§ **Short problem**
Count the lines in the entries below that contain the string "ridge", matching case exactly, and reply with only that number.

§ **Provided material**
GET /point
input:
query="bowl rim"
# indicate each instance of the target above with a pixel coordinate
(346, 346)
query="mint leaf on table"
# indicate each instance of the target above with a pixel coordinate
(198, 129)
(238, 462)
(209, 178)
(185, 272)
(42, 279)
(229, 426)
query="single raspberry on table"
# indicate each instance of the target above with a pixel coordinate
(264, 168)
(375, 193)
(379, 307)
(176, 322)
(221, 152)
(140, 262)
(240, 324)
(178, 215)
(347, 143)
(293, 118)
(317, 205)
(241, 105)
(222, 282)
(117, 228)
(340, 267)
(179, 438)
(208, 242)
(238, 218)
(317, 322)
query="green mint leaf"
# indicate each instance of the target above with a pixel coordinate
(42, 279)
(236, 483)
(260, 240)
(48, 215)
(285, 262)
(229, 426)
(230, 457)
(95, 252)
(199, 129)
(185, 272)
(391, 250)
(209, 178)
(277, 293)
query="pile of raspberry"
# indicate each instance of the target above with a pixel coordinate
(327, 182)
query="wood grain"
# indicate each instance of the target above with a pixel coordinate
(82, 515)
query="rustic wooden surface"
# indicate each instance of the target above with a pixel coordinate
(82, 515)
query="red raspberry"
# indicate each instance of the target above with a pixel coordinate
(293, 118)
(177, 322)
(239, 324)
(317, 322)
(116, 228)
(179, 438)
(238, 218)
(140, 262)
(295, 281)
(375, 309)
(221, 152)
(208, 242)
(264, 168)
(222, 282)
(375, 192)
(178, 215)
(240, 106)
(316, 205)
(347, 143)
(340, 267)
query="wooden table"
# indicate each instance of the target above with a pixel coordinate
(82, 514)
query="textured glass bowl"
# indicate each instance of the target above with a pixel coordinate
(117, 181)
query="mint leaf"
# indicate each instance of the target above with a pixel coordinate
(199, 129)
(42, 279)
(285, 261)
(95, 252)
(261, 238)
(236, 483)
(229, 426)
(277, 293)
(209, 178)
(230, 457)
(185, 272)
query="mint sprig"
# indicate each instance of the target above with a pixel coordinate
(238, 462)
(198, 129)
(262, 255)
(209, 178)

--

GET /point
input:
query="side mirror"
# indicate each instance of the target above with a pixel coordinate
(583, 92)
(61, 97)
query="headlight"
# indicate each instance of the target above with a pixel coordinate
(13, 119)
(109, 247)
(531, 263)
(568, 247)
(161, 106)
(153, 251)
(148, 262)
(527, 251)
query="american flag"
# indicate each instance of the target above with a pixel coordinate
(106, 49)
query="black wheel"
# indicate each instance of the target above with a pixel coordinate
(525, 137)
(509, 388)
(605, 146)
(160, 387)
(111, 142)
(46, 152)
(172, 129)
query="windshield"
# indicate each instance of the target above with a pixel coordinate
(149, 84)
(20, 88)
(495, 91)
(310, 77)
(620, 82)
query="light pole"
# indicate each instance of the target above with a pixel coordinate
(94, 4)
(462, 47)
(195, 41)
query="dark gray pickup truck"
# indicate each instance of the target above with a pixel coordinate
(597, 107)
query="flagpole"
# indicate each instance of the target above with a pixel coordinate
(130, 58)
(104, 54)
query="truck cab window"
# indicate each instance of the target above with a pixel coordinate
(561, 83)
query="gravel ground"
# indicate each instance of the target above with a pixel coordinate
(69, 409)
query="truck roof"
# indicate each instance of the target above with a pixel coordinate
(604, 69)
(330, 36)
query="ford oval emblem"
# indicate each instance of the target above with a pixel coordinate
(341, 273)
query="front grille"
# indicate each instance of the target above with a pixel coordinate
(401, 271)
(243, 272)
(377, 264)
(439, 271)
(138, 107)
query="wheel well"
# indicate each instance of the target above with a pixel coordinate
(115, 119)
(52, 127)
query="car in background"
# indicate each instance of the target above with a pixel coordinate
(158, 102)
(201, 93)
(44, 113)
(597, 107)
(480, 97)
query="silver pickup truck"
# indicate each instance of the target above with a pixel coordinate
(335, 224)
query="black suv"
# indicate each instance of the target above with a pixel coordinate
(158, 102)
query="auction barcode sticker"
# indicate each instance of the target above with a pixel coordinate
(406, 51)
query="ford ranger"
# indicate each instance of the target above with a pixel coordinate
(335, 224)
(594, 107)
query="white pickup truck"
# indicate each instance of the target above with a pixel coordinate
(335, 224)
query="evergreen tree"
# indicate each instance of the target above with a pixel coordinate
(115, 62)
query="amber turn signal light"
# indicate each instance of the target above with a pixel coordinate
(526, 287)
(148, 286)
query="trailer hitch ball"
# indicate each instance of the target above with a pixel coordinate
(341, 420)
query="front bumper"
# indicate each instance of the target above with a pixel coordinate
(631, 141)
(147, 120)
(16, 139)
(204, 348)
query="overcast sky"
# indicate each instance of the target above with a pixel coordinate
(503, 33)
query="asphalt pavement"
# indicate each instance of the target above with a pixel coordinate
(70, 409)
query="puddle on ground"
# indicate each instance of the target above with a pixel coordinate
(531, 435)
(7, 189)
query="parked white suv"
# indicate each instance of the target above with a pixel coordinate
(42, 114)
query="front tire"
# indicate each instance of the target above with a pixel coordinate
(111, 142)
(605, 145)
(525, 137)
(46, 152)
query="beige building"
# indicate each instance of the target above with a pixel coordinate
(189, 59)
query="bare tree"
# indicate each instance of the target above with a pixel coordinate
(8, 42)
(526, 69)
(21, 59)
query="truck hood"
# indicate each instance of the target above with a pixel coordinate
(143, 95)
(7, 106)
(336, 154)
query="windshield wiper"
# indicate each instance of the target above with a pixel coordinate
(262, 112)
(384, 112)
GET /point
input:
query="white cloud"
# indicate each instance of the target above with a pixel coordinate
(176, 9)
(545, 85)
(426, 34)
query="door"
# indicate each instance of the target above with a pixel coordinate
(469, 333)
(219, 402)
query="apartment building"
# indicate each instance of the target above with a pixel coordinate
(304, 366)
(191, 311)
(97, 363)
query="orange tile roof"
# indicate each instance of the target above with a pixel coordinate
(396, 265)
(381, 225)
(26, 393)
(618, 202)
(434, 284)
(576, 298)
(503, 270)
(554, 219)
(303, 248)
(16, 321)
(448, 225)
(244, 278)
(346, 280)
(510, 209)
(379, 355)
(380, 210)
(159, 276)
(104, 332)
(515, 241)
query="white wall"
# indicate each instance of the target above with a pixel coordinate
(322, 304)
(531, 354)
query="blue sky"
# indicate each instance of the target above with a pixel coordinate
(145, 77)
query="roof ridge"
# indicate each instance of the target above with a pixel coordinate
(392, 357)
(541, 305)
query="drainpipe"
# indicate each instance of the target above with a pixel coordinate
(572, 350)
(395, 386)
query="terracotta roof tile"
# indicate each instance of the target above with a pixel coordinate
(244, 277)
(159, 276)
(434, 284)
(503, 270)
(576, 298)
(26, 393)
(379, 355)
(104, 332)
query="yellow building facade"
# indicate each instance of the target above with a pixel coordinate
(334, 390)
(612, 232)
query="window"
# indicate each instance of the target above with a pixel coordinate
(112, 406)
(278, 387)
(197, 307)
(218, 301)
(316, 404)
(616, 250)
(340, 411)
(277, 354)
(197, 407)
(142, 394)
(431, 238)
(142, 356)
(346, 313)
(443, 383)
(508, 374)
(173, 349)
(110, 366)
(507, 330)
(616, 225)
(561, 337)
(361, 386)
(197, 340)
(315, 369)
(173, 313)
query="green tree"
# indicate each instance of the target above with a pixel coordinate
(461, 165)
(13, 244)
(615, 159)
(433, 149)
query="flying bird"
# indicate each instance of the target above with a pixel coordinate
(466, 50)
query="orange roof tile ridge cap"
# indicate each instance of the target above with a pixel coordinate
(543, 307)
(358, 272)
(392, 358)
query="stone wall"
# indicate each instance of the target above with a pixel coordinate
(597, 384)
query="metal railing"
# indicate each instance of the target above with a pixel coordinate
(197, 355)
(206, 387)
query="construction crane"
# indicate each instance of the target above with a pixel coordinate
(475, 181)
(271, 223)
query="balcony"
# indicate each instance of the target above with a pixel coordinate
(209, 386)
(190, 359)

--

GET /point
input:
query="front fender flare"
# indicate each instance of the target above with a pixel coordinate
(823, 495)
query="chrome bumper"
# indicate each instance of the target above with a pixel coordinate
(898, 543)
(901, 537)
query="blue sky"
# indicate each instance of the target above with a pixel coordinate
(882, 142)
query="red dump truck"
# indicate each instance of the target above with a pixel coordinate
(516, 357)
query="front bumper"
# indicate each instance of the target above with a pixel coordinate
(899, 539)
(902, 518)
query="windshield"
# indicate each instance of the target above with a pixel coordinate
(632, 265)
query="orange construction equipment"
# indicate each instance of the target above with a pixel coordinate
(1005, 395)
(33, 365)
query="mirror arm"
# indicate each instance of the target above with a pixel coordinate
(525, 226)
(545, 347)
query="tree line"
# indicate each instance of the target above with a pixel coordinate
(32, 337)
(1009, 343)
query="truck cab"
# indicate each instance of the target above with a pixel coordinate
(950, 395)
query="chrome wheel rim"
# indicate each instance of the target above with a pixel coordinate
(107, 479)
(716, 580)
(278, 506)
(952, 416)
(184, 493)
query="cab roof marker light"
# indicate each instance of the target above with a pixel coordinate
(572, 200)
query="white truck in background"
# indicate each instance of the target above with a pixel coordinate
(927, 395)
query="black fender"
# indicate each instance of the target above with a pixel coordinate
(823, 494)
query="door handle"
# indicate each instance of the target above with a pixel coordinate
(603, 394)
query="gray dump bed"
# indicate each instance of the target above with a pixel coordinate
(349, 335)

§ **Task response**
2